▶ _本文_:
----

怒りが招く恐るべき結果をよく知るべきだ。

かつて、浄行を修行し五通(五つの神通力)を得た仙人がいたが、怒りを抑えきれず、ついには国中の人々を殺してしまった。その姿はまるで旃陀羅せんだら(罪を犯す者や賤業に携わる者)のようであった。怒りに駆られる人は虎や狼のようで、人々は共にいることを避ける。また、それは悪性の瘡(できもの)のように再発しやすく、放置すればますます悪化する。怒りやすい者は毒蛇のようであり、他人に避けられる。怒りは積み重なることで、自覚のないうちに悪心を増大させ、ついには父母を殺し、君主を殺し、仏に悪意を向けるという最悪の罪に至ることもある。


かつて、拘睒彌国カウシャーンビーの比丘たちは些細なことで不和となり、怒りが増幅して二つのグループに分かれた。争いは三ヶ月間も続き、仏陀は大衆の中に来られ、比丘たちを諭された。
仏はこう言われた。

----

▶ _表示データ_:
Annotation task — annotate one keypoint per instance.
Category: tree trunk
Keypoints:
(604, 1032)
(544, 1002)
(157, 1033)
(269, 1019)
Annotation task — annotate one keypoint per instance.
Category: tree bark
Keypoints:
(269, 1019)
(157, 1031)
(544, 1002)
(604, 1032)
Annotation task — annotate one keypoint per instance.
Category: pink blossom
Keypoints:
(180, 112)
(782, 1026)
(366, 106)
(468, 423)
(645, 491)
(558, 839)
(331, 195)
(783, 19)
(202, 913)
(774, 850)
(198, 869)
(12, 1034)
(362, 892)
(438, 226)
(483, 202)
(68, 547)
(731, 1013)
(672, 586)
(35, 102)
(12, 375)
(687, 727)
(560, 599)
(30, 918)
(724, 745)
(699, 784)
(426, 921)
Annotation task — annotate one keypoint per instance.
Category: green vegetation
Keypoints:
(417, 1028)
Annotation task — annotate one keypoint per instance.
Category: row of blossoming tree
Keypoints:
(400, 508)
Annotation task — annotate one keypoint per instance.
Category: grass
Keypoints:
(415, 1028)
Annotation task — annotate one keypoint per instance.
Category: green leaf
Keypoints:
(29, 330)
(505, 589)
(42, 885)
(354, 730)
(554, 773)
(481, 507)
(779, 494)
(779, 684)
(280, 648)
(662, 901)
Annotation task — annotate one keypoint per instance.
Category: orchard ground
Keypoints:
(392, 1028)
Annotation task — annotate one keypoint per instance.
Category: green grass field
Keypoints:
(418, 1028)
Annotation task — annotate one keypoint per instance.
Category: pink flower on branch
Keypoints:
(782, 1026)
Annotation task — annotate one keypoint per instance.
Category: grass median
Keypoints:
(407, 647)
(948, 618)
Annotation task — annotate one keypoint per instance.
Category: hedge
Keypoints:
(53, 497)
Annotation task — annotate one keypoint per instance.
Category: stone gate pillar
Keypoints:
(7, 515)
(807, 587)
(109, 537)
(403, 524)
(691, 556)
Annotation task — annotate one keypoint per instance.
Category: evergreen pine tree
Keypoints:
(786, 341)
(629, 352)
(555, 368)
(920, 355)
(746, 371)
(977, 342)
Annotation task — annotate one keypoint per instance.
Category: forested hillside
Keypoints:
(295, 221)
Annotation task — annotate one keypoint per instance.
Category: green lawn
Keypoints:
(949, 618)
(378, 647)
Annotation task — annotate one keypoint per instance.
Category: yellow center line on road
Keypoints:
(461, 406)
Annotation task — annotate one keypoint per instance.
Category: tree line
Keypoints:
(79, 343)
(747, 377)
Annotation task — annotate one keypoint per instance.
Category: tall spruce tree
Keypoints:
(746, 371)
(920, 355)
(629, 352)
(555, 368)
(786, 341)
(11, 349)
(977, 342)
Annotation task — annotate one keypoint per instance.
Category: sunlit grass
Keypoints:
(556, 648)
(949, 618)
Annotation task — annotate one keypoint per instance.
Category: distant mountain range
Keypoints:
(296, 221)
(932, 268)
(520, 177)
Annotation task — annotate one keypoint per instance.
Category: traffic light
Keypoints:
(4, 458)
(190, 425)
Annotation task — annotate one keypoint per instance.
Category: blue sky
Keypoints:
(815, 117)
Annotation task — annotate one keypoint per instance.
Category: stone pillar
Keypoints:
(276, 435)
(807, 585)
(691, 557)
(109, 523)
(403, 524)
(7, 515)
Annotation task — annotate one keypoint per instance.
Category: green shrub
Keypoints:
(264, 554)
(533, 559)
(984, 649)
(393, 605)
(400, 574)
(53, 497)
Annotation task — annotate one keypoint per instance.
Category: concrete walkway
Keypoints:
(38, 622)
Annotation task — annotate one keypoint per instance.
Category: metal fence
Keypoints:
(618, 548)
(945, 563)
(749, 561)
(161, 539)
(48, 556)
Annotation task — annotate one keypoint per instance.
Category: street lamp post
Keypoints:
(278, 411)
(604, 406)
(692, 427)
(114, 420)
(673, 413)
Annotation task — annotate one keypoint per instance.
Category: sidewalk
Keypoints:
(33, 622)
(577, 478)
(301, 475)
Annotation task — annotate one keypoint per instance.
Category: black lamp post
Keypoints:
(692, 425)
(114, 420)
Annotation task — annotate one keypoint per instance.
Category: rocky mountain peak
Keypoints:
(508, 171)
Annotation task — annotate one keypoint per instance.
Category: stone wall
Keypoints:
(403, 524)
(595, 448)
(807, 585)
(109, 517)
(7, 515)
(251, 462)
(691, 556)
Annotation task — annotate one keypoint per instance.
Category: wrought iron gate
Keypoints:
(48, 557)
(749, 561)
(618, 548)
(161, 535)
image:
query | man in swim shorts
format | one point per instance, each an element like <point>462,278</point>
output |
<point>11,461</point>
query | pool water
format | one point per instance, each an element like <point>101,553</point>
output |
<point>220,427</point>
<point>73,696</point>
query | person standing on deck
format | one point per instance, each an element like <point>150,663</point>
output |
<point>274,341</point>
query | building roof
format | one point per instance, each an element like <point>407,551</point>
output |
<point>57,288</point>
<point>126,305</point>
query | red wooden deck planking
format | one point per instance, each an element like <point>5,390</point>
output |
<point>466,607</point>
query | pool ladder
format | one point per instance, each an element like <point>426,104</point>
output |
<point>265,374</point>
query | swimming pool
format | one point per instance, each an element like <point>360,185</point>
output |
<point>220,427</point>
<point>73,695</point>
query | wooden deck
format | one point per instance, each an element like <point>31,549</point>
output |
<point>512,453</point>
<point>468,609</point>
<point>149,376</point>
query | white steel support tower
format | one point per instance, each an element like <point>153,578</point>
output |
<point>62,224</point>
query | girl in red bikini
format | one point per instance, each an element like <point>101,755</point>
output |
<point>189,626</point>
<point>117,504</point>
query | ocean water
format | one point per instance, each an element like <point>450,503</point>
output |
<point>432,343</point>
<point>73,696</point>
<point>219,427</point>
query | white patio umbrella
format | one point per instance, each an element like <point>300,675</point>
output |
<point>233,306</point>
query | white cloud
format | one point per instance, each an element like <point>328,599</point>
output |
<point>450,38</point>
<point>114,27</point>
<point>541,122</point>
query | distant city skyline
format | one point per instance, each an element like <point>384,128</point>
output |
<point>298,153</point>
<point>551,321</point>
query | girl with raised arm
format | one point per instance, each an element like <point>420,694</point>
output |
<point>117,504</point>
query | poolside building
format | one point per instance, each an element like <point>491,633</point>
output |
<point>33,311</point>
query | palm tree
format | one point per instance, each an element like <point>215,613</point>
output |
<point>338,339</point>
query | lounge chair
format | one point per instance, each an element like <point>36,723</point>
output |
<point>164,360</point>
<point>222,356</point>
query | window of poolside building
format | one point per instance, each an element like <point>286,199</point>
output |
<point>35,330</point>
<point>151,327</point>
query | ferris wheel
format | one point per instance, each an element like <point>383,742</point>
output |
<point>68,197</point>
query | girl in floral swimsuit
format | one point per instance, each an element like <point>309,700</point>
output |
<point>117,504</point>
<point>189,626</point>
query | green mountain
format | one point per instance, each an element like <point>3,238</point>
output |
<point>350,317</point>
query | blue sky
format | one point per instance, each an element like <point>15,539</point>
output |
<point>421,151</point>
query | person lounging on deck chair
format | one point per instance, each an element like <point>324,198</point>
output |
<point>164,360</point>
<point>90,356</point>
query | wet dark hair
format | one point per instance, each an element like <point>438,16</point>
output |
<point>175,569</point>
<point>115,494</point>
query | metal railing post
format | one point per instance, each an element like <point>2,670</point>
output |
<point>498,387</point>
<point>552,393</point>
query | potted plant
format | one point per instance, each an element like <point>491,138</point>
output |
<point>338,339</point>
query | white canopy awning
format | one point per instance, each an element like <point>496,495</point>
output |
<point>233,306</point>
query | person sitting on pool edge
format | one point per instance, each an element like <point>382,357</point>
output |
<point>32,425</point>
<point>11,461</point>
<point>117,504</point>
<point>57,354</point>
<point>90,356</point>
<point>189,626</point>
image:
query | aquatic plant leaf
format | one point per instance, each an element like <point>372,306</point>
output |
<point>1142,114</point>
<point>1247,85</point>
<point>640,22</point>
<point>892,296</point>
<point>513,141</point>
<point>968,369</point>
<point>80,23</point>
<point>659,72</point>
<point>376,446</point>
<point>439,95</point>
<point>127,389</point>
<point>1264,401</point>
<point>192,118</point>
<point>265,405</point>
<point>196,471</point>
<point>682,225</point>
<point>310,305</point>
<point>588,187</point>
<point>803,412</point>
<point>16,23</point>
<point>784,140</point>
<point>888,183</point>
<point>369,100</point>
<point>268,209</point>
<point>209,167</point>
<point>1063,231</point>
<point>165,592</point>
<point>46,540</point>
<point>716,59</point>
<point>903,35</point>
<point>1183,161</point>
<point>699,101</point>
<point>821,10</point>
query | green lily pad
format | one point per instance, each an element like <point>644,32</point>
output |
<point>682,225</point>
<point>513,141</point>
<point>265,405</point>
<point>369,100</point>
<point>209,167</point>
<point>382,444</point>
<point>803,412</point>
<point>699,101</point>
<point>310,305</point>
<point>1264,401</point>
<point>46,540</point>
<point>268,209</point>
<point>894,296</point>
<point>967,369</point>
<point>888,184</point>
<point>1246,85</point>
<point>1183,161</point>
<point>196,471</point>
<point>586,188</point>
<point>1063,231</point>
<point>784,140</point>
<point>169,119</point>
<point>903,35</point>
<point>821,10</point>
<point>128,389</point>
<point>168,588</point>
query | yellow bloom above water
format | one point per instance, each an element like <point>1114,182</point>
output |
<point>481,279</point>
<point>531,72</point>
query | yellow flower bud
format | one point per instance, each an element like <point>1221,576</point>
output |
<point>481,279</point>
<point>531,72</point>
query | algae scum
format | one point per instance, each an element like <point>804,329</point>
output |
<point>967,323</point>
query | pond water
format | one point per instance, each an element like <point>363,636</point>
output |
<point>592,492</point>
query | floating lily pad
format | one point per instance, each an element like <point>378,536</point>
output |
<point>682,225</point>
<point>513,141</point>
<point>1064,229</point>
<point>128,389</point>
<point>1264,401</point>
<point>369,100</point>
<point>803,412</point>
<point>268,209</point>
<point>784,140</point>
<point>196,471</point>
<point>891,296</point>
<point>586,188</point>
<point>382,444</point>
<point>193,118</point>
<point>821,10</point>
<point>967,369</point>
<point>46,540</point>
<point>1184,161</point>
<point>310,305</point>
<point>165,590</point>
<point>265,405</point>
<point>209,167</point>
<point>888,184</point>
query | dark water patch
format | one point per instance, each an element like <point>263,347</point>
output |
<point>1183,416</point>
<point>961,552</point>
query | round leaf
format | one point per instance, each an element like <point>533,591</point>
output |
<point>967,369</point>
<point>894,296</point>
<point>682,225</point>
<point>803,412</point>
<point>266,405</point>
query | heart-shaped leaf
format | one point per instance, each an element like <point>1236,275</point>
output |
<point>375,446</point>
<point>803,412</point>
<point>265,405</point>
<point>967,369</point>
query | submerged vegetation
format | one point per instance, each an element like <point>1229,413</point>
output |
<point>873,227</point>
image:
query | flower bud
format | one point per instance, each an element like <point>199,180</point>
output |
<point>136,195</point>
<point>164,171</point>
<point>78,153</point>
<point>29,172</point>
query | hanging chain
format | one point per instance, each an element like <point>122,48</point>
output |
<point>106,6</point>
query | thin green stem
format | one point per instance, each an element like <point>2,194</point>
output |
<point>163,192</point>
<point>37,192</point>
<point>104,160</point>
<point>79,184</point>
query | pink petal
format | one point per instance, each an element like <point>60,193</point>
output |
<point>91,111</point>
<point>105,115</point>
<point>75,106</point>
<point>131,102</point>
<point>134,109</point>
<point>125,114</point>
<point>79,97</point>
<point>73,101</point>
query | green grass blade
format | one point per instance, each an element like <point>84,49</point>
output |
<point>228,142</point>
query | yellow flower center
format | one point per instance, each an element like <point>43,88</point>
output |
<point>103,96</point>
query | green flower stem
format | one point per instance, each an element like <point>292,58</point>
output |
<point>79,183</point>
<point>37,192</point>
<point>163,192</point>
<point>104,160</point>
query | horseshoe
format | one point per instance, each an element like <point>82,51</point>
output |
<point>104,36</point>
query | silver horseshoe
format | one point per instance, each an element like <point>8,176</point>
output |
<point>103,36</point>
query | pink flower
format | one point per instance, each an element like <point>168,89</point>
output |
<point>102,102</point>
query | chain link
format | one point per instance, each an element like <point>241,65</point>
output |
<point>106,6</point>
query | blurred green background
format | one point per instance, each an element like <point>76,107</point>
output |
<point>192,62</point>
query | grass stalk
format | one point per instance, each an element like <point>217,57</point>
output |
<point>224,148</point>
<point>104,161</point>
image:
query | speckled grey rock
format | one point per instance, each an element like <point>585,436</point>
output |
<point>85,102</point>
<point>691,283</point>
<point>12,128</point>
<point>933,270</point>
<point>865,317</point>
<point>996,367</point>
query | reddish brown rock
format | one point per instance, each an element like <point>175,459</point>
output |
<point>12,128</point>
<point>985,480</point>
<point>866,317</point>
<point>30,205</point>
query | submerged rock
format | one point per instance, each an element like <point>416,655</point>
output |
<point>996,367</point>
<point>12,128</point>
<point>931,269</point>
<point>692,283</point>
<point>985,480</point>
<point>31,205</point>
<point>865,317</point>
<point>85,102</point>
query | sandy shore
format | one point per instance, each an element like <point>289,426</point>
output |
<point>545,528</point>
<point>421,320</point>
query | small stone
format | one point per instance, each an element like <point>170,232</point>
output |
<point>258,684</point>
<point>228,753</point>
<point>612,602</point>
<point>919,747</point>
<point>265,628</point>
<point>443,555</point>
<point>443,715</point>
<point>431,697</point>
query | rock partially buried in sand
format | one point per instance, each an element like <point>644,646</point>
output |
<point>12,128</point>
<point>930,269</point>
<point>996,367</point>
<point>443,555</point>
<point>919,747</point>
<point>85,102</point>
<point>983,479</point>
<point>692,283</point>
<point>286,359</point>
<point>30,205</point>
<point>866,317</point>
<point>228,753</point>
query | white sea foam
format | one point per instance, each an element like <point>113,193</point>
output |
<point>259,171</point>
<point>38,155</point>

----

▶ _課題 1_:
怒りについての本文で、怒りや怒る者がたとえられているものをすべて挙げなさい。
▶ _課題 2_:
怒りについての本文を読み、次の問いに答えなさい。
(a) 浄行を修行した仙人は何を得ていたか。
(b) 拘睒彌国の比丘たちの争いはどれほどの間続いたか。
(c) 怒りが積み重なると、ついにはどのような罪に至ることがあるとされているか。
▶ _課題 3_:
怒りについての本文を、最後の文の次から書き進めなさい。

▶ _解答 1_:
旃陀羅、虎や狼、悪性の瘡、毒蛇

▶ _解答 2_:
(a) 五通(五つの神通力)
(b) 三ヶ月間
(c) 父母を殺し、君主を殺し、仏に悪意を向けるという最悪の罪

▶ _解答 3_:
「比丘たちよ、争いをやめなさい。悪心を持ち続ける報いは重いのだ。涅槃を求め、世を捨てて善法を学ぶ者が、なぜ怒り争うのか?世俗の人々ならまだしも、出家した者が怒るのは、自ら毒を飲むようなものだ。それは冷たい雲の中から火が現れて、自身を焼き尽くすような愚かな行いだ。」

だが、比丘たちは答えた。
「法王である仏よ、少し黙っていてください!私たちはひどい目に遭わされました。やり返さないわけにはいきません。」

仏は彼らが導きに従わないと悟られると、僧衆の中で虚空を歩いて去り、林の中で寂然三昧に入られた。このように、怒りが支配すると仏の教えさえ耳に入らなくなるのだ。

怒りの害を深く観察すれば、怒りを捨て、忍辱を実践すべき理由が明らかになる。忍辱を身につけることで慈悲の心が育まれ、慈悲が得られれば、仏道への道が開かれるのだ。怒りを取り除き、忍辱を育てることこそ、修行者にとっての要である。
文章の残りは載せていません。